Was das heißt wird in den (dazu sehr spärlichen) Erläuterungen erklärt. Dort steht auf Seite 12
In den [Veröffentlichungen …] darf die Zuordnung [des Schweregrads des Tierleids] nicht angeführt werden.
Weil in der EU-Richtlinie nicht explizit der Schweregrad des Leids der Tiere als zu veröffentlichende Information angegeben ist, liest der Gesetzgeber „im Umkehrschluss“ aus der Richtlinie heraus, dass man diesen Schweregrad gar nicht anführen darf! Also nicht nur, dass der Versuchsablauf nicht veröffentlicht wird, über das Leid der betroffenen Tiere darf nichts gesagt werden! Ich habe mich umgehend an den Wissenschaftsminister gewand:
§31 (2) gibt an, welche Informationen die zu veröffentlichenden nichttechnischen Projektzusammenfassungen enthalten müssen. Dazu gehören die Projektziele, der zu erwartende Schaden und Nutzen sowie die Anzahl und Art der verwendeten Tiere. Gleichzeitig steht in den Erläuterungen Seite 12, dass der Schweregrad des Leids der Tiere nicht in den nichttechnischen Projektzusammenfassungen erwähnt werden darf.
Da Sie ja diese Regierungsvorlage ausgearbeitet haben, dürfte ich Sie fragen, was mit “Schaden” des Tierversuchs gemeint ist, wenn nicht der Schweregrad des Leids der Tiere? Gibt es noch einen anderen Schaden, der mir gerade nicht auffällt? Geht es da um die Kosten des Tierversuchs oder was könnte ein Schaden sein, wenn nicht das Leid der Tiere? Und wenn ich gesetzlich gezwungen werde, über das Leid der Tiere Auskunft zu geben, wie kann ich da gleichzeitig verpflichtet werden, über den Schweregrad dieses Leids nichts zu sagen? Kann man über ein Leid sinnvoll Auskunft geben, ohne zu sagen, wie groß es ist?
Leider habe ich bisher vom Ministerium keine Antwort erhalten.

§ Ziel der Aufgabe
Schreib bitte den Abschnitt des Textes über Tierversuche von „Da Sie ja diese“ bis „groß es ist?“ noch einmal ab und ersetze dabei „Kosten“ durch „Ausgaben“.

§ Vorgegebene Zeilen
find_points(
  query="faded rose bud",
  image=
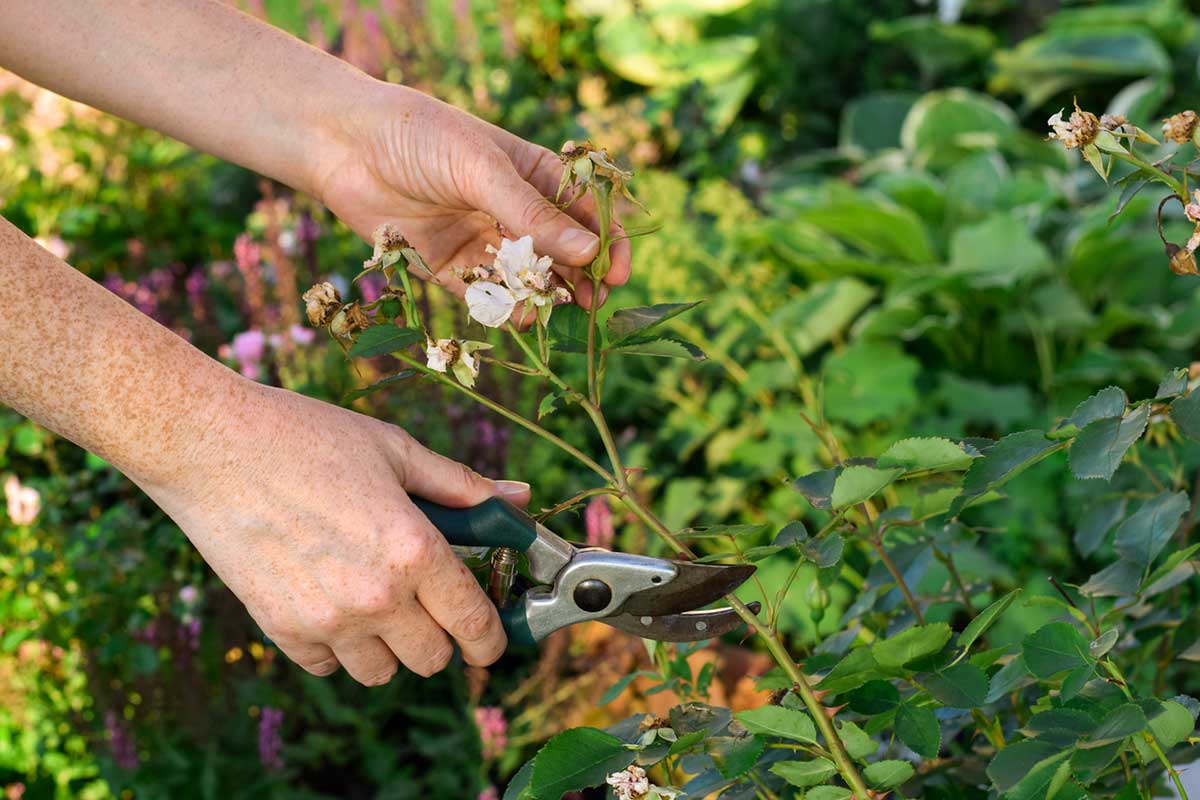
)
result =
(322, 302)
(1180, 127)
(1181, 259)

§ Antwort zur Übung
Da Sie ja diese Regierungsvorlage ausgearbeitet haben, dürfte ich Sie fragen, was mit “Schaden” des Tierversuchs gemeint ist, wenn nicht der Schweregrad des Leids der Tiere? Gibt es noch einen anderen Schaden, der mir gerade nicht auffällt? Geht es da um die Ausgaben des Tierversuchs oder was könnte ein Schaden sein, wenn nicht das Leid der Tiere? Und wenn ich gesetzlich gezwungen werde, über das Leid der Tiere Auskunft zu geben, wie kann ich da gleichzeitig verpflichtet werden, über den Schweregrad dieses Leids nichts zu sagen? Kann man über ein Leid sinnvoll Auskunft geben, ohne zu sagen, wie groß es ist?